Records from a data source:
>> START

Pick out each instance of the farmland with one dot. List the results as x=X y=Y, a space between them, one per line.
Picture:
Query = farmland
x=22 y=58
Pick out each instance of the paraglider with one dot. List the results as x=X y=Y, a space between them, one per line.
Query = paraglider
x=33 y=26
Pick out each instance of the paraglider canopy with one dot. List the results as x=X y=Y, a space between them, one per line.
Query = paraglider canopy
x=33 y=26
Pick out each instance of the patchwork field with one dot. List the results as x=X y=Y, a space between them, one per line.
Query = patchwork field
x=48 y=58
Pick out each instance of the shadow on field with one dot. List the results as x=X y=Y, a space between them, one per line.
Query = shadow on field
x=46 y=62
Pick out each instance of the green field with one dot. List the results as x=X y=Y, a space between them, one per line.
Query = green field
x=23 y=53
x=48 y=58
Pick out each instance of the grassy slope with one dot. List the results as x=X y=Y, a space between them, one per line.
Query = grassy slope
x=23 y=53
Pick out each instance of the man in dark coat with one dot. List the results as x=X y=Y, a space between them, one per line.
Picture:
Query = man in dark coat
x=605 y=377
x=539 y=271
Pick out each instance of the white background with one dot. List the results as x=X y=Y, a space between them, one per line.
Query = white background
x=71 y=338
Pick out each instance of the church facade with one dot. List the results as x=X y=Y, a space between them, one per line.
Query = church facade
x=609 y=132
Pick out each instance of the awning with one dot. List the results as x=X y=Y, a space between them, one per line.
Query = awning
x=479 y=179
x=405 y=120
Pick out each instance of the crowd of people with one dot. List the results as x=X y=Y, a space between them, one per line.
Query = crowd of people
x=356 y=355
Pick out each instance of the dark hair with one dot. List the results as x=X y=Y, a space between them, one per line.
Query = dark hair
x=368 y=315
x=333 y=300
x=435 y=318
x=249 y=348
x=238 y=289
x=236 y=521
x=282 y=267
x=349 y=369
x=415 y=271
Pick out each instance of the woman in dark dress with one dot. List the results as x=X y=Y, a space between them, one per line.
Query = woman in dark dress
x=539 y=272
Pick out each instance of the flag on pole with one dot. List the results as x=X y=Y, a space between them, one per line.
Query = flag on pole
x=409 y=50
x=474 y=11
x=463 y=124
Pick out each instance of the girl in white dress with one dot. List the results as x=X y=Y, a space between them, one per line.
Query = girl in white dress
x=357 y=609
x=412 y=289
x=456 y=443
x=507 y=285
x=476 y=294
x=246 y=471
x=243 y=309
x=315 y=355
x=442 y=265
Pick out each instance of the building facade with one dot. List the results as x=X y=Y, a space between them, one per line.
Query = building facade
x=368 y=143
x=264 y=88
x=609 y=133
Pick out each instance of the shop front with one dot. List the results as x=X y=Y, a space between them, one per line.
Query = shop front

>> END

EXERCISE PROMPT: Starting at the line that contains "Pick out each instance of the church", quote each remaining line of the entries above, unchanged.

THE OUTPUT:
Pick out each instance of the church facade with one dot. List the results as x=X y=Y, a space between them, one per line.
Query = church facade
x=609 y=132
Pick out each instance of the awning with one dot. List the results as x=X y=Y, a space between them, one per line.
Query = awning
x=479 y=179
x=405 y=120
Pick out each instance of the crowd of people with one dot. List the results as x=X y=Y, a space between them, one per line.
Query = crowd of people
x=356 y=355
Pick out each instance of the dark hair with one dot. List the results as x=X y=Y, a space between them, one per line.
Query = dark hair
x=368 y=315
x=333 y=300
x=435 y=318
x=249 y=348
x=238 y=289
x=236 y=521
x=282 y=267
x=349 y=369
x=415 y=271
Pick out each instance of the woman in dark dress with one dot. List the results as x=X y=Y, a space between them, one per line.
Query = woman in dark dress
x=539 y=272
Pick out each instance of the flag on pole with one dot. List the results as x=X y=Y, a space between them, one per line.
Query = flag on pole
x=409 y=50
x=474 y=11
x=463 y=124
Pick out each instance of the girl in white dress with one dot. List the results as x=X y=Y, a space between them, one per line.
Query = girl in white dress
x=357 y=609
x=412 y=289
x=456 y=443
x=507 y=285
x=476 y=294
x=246 y=471
x=243 y=309
x=315 y=355
x=442 y=265
Pick out each instance of the building facade with one dot. List the results as x=X y=Y, a space between them, one per line.
Query = building facade
x=368 y=143
x=264 y=88
x=609 y=133
Pick out each instance of the shop front with one dot. List the results as x=X y=Y, a space between them, one per line.
Query = shop front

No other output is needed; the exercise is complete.